Extrait de page:
Jusqu’au 10 mars, l'oeuvre vibrante de l'artiste René Perrot donne des couleurs au Mucem

Qu’il est intrigant, ce titre de la nouvelle exposition du Mucem ! Mon pauvre cœur est un hibou est une citation issue du Bestiaire de Guillaume Apollinaire. Or René Perrot, l’artiste à l’honneur dans le bel espace Rivière, en haut du fort Saint-Jean, aimait les bêtes et débordait de compassion pour les oiseaux de nuit, à son époque trop souvent cloués sur les portes des granges. Il en a peint, gravé, tissé, et a même ouvert son atelier à la cohabitation avec une chouette chevêche, Grisette.

Un homme attentif

C’est ce qui frappe au sortir de cette exposition monographique : la profonde humanité imprégnant son œuvre protéiforme, son attention prêtée tant aux humains qu’aux animaux et aux plantes. Dans l’entrée, une immense tapisserie : loin de toute ostentation, René Perrot l’a intitulée Dans un fossé de mon village. Y éclate l’heureuse foison de décennies pré-glyphosate, chaque espèce de fleur ou de papillon détaillée dans son puissant élan vital. Très ingénieusement ouverte aux regards sur ses faces avant et arrière, elle dévoile le travail de précision des tapissiers de l’ombre, les artisans de la Manufacture d’Aubusson. Une scénographie rendant hommage à un homme attentif, toute sa vie (1912-1979), aux métiers et usages vernaculaires, notamment dans les campagnes, longtemps parcourues pour le compte de l’ancêtre du Mucem, le Musée des Arts et Traditions populaires.

Liste des items:
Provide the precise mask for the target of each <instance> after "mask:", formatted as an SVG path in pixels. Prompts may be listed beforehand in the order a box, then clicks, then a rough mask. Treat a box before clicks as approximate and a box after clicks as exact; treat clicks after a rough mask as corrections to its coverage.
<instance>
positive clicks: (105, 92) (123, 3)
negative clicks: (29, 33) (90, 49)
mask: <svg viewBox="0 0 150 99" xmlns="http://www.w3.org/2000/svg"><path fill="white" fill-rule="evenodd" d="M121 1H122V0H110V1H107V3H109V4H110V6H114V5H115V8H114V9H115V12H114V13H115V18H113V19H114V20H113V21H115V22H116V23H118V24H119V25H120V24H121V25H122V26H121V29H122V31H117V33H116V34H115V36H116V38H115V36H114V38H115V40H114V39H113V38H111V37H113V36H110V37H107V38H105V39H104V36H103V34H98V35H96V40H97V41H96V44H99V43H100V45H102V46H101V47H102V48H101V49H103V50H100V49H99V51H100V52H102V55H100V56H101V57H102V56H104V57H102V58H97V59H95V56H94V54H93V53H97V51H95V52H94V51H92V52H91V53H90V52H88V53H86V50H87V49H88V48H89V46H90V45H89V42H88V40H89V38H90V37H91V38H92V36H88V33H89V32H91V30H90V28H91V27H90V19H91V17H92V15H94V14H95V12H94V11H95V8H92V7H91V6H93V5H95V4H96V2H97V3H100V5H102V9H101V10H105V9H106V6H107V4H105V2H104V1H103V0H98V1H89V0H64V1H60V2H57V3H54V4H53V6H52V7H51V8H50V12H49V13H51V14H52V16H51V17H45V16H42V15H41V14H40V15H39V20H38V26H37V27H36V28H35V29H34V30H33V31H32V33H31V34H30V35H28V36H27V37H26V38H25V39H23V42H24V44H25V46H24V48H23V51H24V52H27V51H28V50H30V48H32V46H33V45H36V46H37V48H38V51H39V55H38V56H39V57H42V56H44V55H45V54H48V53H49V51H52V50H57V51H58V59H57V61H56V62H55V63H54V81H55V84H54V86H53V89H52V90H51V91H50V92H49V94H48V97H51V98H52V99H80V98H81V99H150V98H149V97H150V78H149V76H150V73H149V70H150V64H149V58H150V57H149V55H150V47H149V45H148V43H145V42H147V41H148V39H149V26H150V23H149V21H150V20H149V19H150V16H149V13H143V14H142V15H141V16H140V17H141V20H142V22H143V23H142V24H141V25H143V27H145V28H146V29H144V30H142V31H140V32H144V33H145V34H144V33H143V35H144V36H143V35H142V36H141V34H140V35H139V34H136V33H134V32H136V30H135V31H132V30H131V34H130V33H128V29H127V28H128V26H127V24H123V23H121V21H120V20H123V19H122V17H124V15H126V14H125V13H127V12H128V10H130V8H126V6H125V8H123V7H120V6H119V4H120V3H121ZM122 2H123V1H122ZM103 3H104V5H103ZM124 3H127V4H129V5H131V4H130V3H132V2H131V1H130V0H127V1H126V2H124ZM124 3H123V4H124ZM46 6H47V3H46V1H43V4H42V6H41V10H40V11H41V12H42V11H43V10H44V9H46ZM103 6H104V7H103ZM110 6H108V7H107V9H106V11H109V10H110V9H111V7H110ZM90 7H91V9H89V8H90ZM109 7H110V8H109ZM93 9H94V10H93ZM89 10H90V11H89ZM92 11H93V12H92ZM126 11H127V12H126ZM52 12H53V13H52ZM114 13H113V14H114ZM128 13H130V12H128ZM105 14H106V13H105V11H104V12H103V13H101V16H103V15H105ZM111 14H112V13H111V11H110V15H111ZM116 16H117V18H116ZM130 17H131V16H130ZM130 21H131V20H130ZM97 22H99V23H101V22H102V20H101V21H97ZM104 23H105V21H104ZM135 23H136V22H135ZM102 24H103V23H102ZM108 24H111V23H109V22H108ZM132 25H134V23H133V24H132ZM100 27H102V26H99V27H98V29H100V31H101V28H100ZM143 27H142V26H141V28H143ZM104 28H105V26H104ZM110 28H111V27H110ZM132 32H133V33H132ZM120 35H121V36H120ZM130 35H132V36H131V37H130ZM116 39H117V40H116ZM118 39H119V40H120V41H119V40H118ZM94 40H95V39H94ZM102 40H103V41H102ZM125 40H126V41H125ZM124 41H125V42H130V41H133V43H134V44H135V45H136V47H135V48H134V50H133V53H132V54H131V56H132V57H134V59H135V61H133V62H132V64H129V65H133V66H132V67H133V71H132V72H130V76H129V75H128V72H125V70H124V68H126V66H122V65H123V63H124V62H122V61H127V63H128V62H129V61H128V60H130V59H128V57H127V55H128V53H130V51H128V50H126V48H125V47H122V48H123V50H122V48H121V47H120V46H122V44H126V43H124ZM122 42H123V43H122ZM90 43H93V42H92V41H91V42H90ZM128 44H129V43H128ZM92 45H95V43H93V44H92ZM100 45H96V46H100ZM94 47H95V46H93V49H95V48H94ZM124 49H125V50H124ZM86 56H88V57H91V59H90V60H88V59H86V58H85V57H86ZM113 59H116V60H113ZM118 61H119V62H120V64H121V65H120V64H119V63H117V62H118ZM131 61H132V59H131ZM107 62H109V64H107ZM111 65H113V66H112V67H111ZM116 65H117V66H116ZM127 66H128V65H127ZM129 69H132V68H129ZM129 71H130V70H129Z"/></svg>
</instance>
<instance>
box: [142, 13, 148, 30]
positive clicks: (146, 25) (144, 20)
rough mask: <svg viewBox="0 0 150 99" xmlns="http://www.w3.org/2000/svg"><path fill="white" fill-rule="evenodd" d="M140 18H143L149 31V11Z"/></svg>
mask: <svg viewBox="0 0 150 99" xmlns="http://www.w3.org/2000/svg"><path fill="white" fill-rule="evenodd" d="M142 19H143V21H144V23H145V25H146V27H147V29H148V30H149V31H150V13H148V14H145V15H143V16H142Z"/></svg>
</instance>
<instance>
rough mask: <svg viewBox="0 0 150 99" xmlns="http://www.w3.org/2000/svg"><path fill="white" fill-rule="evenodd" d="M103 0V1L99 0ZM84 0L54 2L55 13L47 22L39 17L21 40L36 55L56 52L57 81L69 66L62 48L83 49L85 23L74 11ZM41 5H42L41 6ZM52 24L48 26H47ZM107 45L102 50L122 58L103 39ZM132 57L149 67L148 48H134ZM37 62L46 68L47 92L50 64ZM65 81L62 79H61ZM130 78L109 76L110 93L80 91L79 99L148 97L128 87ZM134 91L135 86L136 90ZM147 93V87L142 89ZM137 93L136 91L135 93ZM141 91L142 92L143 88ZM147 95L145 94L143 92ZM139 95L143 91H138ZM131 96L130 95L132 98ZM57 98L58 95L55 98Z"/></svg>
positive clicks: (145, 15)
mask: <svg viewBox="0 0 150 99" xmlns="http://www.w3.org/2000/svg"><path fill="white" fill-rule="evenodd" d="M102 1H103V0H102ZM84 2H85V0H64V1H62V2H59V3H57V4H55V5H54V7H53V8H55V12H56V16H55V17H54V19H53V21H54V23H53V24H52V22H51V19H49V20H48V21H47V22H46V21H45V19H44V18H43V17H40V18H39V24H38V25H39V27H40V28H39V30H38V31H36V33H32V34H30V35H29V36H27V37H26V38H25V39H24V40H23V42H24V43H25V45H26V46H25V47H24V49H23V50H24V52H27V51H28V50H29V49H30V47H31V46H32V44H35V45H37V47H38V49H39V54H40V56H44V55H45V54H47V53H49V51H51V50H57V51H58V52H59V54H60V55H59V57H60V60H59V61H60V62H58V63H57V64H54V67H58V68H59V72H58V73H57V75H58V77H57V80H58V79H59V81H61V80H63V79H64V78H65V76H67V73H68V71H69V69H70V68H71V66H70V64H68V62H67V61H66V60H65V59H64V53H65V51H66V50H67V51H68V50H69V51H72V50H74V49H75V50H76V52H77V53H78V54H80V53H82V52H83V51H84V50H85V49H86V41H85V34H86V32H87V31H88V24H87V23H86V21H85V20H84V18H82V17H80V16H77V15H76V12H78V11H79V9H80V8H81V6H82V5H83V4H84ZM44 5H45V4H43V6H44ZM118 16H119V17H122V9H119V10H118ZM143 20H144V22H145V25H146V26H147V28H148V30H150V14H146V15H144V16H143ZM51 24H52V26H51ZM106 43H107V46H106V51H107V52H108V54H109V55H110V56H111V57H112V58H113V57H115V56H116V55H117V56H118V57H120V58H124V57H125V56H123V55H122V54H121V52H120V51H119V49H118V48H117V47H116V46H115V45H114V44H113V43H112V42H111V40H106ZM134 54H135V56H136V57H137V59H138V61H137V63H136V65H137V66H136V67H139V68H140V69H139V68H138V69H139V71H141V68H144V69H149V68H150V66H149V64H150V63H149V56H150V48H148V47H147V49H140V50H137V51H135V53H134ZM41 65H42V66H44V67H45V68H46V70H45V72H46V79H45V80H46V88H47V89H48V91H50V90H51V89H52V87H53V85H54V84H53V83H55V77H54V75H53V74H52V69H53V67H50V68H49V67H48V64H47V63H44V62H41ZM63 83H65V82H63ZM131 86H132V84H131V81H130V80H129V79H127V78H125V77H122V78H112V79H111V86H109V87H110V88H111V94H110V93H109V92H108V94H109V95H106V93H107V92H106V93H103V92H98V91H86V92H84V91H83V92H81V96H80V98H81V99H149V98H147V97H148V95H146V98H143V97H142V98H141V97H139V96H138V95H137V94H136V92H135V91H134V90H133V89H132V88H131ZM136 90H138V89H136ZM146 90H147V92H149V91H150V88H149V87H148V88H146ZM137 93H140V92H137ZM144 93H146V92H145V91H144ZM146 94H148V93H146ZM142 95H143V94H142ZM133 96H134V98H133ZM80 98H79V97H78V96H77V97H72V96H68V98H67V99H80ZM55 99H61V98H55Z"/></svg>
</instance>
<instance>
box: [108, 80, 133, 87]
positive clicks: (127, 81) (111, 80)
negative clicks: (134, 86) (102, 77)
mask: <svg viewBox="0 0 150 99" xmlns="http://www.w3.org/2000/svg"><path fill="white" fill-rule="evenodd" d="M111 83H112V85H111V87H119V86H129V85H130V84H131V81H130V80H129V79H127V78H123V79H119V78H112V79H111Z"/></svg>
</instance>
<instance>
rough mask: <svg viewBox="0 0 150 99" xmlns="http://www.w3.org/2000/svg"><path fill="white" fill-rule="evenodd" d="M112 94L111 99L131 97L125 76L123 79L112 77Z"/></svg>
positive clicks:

Consigne A: Retapez fidèlement l'extrait sur René Perrot, de « C’est ce qui » jusqu'à « et Traditions populaires. » inclus.
Consigne B: Dans l'extrait sur René Perrot, quel nom portait la chouette chevêche avec laquelle il partageait son atelier ?

Votre réponse A:
C’est ce qui frappe au sortir de cette exposition monographique : la profonde humanité imprégnant son œuvre protéiforme, son attention prêtée tant aux humains qu’aux animaux et aux plantes. Dans l’entrée, une immense tapisserie : loin de toute ostentation, René Perrot l’a intitulée Dans un fossé de mon village. Y éclate l’heureuse foison de décennies pré-glyphosate, chaque espèce de fleur ou de papillon détaillée dans son puissant élan vital. Très ingénieusement ouverte aux regards sur ses faces avant et arrière, elle dévoile le travail de précision des tapissiers de l’ombre, les artisans de la Manufacture d’Aubusson. Une scénographie rendant hommage à un homme attentif, toute sa vie (1912-1979), aux métiers et usages vernaculaires, notamment dans les campagnes, longtemps parcourues pour le compte de l’ancêtre du Mucem, le Musée des Arts et Traditions populaires.

Votre réponse B: Grisette.